→ Provided data
Segment Open
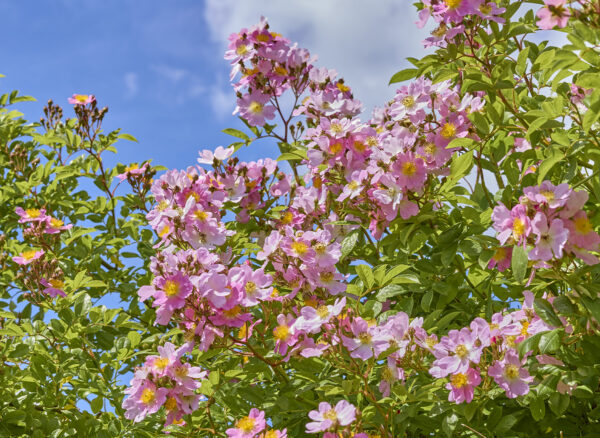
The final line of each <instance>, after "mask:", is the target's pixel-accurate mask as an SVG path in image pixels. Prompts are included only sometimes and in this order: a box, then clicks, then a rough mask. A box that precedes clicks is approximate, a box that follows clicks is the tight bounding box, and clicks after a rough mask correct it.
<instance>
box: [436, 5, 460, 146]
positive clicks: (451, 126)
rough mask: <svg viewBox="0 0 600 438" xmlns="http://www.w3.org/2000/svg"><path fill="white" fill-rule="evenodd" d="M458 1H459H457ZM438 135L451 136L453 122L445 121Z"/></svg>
mask: <svg viewBox="0 0 600 438" xmlns="http://www.w3.org/2000/svg"><path fill="white" fill-rule="evenodd" d="M459 3H460V2H459ZM440 135H441V136H442V137H444V138H452V137H454V136H455V135H456V126H454V124H453V123H446V124H445V125H444V126H443V128H442V132H441V133H440Z"/></svg>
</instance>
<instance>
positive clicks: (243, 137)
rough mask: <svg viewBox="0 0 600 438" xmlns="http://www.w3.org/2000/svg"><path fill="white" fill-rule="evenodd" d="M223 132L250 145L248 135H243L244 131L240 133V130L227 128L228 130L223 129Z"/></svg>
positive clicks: (226, 128) (249, 138)
mask: <svg viewBox="0 0 600 438" xmlns="http://www.w3.org/2000/svg"><path fill="white" fill-rule="evenodd" d="M223 132H224V133H225V134H228V135H231V136H233V137H237V138H241V139H242V140H244V141H245V142H246V143H248V142H249V141H250V137H248V135H247V134H245V133H243V132H242V131H240V130H238V129H233V128H226V129H223Z"/></svg>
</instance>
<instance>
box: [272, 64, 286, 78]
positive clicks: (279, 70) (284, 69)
mask: <svg viewBox="0 0 600 438" xmlns="http://www.w3.org/2000/svg"><path fill="white" fill-rule="evenodd" d="M275 73H277V74H278V75H281V76H287V75H288V71H287V70H286V69H285V68H284V67H283V66H281V65H278V66H277V67H275Z"/></svg>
Segment Closed
→ Action item
Reproduce every line of the material precisely, omitting its pictures.

→ Reply to the task
The final line of each <instance>, after "mask:", is the target's pixel-accurate mask as an SVG path in image pixels. Prompts are included only sometimes and in this order: a box, then clicks, then a rough mask. A box that precedes clicks is approximate, a box that follows clicks is the tight bounding box, and clicks after a rough mask correct it.
<instance>
box: [436, 5, 460, 146]
positive clicks: (451, 126)
rough mask: <svg viewBox="0 0 600 438" xmlns="http://www.w3.org/2000/svg"><path fill="white" fill-rule="evenodd" d="M458 1H459H457ZM438 135L451 136L453 122L445 121Z"/></svg>
mask: <svg viewBox="0 0 600 438" xmlns="http://www.w3.org/2000/svg"><path fill="white" fill-rule="evenodd" d="M459 3H460V2H459ZM440 135H441V136H442V137H444V138H452V137H454V136H455V135H456V126H454V124H453V123H446V124H445V125H444V126H443V128H442V132H441V133H440Z"/></svg>
</instance>
<instance>
positive clicks: (243, 137)
rough mask: <svg viewBox="0 0 600 438" xmlns="http://www.w3.org/2000/svg"><path fill="white" fill-rule="evenodd" d="M223 132L250 145L248 135H243L244 131L240 133V130L227 128L228 130L223 129Z"/></svg>
positive clicks: (226, 128) (249, 138)
mask: <svg viewBox="0 0 600 438" xmlns="http://www.w3.org/2000/svg"><path fill="white" fill-rule="evenodd" d="M223 132H224V133H225V134H228V135H231V136H233V137H237V138H241V139H242V140H244V141H245V142H246V143H248V142H249V141H250V137H248V135H247V134H245V133H243V132H242V131H240V130H238V129H233V128H226V129H223Z"/></svg>
</instance>
<instance>
box: [272, 64, 286, 78]
positive clicks: (279, 70) (284, 69)
mask: <svg viewBox="0 0 600 438" xmlns="http://www.w3.org/2000/svg"><path fill="white" fill-rule="evenodd" d="M275 73H277V74H278V75H281V76H287V75H288V71H287V70H286V69H285V68H284V67H283V66H281V65H278V66H277V67H275Z"/></svg>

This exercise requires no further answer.